**Records to process**

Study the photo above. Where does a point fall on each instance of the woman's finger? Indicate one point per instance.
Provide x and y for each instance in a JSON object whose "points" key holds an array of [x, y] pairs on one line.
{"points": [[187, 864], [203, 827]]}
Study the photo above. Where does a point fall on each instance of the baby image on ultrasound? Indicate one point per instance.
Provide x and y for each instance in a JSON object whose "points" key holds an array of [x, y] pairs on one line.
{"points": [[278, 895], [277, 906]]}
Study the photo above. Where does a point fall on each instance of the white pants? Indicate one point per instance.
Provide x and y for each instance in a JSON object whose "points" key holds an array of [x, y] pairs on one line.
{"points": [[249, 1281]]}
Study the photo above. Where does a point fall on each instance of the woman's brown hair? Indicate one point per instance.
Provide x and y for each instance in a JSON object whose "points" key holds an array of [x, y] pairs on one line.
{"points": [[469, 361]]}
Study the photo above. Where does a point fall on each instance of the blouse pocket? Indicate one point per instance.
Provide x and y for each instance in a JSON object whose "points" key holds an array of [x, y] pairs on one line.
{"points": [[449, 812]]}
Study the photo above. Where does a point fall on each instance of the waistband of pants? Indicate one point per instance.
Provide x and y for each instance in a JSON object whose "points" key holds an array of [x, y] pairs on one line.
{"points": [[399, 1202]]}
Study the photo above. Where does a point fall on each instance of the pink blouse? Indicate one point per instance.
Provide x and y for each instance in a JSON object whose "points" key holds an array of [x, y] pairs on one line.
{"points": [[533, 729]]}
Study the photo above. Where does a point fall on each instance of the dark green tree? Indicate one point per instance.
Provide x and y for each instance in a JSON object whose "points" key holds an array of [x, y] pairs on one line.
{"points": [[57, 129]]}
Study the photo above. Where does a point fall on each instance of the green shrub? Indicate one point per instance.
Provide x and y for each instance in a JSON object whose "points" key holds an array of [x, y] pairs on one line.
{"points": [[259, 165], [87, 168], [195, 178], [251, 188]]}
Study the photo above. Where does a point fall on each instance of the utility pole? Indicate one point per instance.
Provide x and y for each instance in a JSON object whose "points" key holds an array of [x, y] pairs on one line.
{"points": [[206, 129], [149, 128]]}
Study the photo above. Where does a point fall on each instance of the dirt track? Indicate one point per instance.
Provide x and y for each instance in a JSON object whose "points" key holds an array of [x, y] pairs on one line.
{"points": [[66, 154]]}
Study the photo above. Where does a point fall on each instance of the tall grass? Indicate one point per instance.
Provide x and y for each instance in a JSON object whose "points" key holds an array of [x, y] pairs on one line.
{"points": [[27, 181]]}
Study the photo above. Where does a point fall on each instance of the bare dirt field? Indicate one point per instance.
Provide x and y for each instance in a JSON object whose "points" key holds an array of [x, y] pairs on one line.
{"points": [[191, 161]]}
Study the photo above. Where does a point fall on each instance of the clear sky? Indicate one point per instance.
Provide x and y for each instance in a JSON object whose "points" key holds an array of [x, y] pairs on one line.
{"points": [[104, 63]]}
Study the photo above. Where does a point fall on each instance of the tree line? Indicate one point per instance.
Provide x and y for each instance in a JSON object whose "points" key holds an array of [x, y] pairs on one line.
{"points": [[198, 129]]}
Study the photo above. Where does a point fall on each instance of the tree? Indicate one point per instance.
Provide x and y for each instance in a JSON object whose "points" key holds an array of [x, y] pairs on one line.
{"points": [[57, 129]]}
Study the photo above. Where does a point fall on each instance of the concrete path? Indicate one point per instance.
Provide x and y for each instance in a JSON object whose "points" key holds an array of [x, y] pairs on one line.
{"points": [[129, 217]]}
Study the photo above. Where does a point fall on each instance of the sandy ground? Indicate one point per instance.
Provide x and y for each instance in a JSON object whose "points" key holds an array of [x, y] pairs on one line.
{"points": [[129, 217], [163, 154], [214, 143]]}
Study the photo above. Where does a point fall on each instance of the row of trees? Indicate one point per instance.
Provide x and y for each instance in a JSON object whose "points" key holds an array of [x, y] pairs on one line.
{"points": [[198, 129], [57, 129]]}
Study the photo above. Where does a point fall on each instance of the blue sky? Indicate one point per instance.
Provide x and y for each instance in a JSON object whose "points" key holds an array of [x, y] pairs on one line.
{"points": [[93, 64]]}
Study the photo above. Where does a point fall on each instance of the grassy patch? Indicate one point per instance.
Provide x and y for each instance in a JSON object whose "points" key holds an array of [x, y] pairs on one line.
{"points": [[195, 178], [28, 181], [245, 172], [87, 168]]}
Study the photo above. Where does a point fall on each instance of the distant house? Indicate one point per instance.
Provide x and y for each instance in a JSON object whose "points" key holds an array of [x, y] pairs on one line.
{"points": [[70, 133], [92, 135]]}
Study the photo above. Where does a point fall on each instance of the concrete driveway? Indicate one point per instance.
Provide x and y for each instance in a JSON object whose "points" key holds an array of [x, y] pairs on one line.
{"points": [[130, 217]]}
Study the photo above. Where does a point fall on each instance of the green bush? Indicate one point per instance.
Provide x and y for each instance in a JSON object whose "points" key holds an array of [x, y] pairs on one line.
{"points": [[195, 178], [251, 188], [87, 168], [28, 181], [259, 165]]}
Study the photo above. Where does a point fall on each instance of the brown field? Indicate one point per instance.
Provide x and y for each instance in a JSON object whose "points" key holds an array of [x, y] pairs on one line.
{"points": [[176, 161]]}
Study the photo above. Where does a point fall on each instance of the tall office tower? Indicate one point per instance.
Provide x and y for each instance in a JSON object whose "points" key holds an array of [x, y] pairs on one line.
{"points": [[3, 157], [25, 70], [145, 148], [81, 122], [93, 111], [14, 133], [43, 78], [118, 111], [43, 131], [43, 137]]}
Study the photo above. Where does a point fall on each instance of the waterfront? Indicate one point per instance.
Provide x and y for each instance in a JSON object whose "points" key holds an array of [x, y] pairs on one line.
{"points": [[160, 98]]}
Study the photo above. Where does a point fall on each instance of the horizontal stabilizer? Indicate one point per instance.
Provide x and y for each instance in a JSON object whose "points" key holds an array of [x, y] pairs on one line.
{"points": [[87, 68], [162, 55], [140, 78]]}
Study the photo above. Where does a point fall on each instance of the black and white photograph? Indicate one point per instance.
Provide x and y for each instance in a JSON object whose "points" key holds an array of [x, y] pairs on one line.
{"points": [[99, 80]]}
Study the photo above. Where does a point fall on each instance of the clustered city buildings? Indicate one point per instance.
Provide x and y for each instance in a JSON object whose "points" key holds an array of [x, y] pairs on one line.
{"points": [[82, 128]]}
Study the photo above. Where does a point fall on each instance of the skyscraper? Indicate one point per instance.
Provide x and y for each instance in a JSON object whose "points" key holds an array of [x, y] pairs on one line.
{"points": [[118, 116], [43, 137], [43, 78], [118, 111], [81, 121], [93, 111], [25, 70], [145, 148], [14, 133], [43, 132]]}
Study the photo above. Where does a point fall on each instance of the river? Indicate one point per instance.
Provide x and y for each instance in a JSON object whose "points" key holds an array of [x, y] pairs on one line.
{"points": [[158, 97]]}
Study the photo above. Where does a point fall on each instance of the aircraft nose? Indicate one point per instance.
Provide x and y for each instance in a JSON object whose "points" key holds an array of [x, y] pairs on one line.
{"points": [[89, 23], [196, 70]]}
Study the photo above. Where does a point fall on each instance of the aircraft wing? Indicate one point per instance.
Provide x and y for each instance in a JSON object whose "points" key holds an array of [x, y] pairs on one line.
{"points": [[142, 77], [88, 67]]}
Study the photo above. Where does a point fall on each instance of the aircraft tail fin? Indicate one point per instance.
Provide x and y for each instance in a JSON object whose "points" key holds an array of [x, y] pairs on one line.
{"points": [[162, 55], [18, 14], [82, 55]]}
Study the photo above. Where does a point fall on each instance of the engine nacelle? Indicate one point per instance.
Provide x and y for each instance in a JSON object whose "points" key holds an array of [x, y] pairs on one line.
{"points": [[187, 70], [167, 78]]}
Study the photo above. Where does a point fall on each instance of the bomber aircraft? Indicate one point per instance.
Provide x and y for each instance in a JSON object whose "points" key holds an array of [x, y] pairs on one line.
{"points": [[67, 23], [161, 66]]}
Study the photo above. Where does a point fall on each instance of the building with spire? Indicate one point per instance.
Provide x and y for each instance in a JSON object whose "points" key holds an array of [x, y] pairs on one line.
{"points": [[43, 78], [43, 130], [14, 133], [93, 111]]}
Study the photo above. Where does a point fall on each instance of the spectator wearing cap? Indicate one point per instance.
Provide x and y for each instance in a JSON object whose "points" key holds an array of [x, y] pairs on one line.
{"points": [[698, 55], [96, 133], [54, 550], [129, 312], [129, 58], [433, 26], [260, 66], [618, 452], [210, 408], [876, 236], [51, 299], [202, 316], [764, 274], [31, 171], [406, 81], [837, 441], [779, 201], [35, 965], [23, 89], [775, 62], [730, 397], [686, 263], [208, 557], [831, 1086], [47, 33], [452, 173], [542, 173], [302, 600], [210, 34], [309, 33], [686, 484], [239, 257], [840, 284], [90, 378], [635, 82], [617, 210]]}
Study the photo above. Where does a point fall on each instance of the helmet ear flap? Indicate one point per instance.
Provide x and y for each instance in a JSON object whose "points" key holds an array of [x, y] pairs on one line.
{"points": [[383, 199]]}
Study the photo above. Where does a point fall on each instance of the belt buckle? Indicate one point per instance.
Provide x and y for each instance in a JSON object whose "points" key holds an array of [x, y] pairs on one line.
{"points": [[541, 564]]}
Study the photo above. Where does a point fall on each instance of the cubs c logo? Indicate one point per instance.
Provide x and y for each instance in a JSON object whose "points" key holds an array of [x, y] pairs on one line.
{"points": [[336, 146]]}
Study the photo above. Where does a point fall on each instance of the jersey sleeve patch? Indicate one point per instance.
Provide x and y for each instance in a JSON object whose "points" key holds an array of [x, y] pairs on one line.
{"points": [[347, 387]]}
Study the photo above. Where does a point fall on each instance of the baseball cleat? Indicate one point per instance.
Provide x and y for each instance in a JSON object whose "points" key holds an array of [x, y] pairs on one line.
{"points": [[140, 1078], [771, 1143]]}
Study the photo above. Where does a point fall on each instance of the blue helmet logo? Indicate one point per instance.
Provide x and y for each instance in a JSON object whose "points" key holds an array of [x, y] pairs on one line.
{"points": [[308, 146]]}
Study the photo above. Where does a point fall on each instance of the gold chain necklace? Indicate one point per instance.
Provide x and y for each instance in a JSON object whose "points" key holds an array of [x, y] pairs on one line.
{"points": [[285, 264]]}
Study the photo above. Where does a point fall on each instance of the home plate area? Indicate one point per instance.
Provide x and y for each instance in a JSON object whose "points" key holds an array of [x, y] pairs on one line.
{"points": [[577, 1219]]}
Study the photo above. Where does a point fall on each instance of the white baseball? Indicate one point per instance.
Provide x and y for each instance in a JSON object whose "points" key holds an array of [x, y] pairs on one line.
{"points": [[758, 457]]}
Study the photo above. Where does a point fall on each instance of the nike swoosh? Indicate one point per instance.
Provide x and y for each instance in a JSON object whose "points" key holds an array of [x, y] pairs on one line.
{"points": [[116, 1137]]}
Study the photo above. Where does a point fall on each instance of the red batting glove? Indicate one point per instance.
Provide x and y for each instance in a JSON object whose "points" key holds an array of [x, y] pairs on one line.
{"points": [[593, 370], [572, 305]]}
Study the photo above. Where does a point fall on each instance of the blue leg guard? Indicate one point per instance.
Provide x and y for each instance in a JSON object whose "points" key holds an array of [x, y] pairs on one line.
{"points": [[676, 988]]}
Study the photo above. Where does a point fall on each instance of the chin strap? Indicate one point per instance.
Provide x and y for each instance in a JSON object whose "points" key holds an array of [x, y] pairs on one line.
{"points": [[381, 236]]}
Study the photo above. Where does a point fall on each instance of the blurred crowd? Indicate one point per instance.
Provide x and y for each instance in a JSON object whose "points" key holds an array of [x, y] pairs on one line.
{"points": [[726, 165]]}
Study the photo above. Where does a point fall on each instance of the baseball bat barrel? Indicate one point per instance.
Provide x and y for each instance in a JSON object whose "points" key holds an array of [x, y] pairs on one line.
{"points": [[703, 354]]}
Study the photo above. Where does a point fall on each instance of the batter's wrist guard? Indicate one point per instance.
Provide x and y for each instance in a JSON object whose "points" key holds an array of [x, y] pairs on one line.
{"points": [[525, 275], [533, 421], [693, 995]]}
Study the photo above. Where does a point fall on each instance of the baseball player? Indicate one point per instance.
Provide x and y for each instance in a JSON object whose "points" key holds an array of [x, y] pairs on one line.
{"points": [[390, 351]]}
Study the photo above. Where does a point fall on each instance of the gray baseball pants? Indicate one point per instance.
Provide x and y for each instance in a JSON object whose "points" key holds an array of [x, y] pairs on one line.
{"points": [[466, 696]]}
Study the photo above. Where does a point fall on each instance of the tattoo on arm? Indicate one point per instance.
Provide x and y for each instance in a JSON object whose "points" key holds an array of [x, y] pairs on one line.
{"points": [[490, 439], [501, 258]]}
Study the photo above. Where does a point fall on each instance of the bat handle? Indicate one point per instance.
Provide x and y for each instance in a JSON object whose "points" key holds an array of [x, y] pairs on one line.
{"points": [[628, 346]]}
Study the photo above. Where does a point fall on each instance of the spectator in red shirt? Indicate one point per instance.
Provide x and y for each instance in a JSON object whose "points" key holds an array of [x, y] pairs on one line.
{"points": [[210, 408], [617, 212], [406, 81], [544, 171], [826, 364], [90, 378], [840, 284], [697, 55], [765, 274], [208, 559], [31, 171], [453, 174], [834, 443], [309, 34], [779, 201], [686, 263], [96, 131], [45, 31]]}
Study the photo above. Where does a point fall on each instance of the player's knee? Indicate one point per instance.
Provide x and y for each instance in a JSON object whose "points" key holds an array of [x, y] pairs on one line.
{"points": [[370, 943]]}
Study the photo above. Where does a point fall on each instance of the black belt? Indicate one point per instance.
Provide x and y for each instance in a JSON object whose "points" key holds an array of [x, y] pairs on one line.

**Task requirements**
Quote only the lines from the line containing "knee? Indicate one point per instance." through the end of the listing, please, keeping both the first and the last line.

**Result of the exercise**
Study the photo above. Where does a point fall on each instance of the player's knee? Indicate one point per instance.
Provide x and y for each instance in a JSON object whose "points" key holds an array of [x, y] pairs on one line.
{"points": [[370, 943]]}
Study the photo above. Where does a point fall on each instance of the black belt? Indicate one point per instance.
Provide x and y for each instance in a JSON object whose "points" key holds an array of [x, y] pairs on one line.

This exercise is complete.